Below are entries; output exactly the lines from the one with "In this exercise you will mark every instance of the pub" to the one with "Target: pub hanging sign with portrait", both included, and nothing else.

Start of STUDY MATERIAL

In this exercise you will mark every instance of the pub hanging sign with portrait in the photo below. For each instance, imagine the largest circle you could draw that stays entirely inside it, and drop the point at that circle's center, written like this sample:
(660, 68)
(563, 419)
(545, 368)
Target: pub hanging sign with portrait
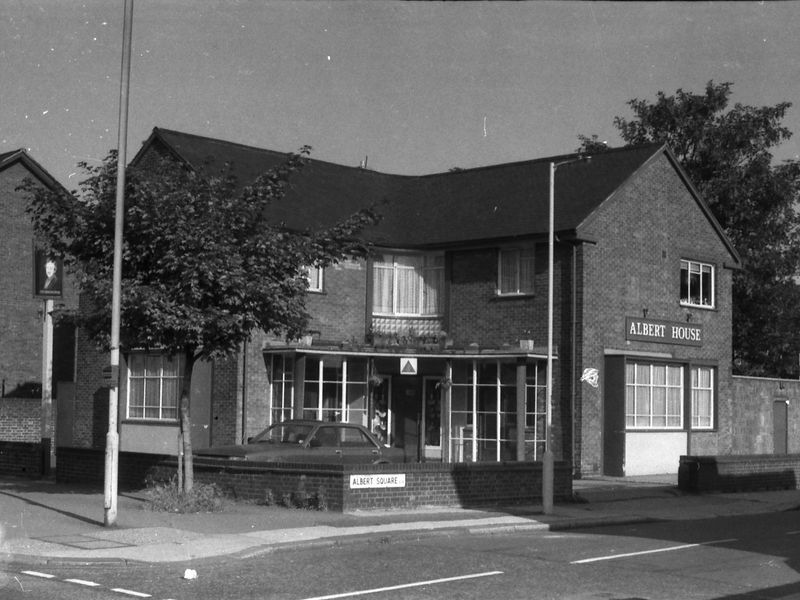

End of STUDY MATERIAL
Start of STUDY MATERIAL

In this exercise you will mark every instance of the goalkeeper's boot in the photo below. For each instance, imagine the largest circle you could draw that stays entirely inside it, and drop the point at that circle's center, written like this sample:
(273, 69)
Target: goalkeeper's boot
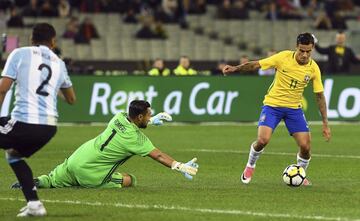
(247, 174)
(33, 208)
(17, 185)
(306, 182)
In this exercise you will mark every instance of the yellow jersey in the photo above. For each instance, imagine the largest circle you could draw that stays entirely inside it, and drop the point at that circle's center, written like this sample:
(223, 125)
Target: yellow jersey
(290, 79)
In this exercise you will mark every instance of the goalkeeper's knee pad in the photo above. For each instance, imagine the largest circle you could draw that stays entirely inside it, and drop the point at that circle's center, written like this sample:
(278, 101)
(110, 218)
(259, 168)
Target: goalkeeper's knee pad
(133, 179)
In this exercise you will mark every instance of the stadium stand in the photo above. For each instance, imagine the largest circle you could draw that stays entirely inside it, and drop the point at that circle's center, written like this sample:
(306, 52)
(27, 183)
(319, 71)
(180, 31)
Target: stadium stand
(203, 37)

End of STUDY MATERIAL
Start of STUDY MATERIAL

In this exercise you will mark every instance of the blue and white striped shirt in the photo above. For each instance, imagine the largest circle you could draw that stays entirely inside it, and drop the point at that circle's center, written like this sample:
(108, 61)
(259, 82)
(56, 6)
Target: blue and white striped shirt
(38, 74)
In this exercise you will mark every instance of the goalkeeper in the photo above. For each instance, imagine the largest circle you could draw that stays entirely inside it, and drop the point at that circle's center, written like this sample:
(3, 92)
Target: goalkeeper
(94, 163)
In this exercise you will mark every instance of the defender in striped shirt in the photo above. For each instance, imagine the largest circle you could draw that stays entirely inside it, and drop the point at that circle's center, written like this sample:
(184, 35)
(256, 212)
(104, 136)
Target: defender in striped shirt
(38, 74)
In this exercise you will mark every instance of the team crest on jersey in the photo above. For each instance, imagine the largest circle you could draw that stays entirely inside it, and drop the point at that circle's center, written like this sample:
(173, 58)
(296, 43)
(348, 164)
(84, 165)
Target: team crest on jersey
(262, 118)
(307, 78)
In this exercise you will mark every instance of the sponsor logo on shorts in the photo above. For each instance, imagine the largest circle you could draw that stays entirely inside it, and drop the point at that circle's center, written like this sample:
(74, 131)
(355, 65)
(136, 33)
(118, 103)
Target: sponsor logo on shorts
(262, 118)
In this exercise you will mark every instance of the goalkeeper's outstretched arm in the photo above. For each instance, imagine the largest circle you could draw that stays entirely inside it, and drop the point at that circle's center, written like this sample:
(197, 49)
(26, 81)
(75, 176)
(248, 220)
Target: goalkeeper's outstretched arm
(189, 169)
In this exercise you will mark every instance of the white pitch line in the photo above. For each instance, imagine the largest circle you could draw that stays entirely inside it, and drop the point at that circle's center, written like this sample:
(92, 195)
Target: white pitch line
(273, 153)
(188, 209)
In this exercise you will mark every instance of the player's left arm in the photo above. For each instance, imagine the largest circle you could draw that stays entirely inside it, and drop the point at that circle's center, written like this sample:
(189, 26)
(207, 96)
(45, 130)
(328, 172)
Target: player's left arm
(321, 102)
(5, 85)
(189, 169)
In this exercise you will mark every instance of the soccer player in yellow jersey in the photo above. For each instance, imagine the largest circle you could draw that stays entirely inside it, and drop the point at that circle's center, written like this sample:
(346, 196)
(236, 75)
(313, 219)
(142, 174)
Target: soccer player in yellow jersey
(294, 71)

End of STUDY MATERIAL

▸ ANSWER TO THIS TASK:
In this exercise you will mark every instance of the pub hanging sign with portrait in the photo below. For each instance, imagine the largest circle you could draw that stays entirely inside it, and drop the point at that circle's center, written like this sample:
(660, 68)
(563, 419)
(545, 368)
Target: pub hanging sign with portrait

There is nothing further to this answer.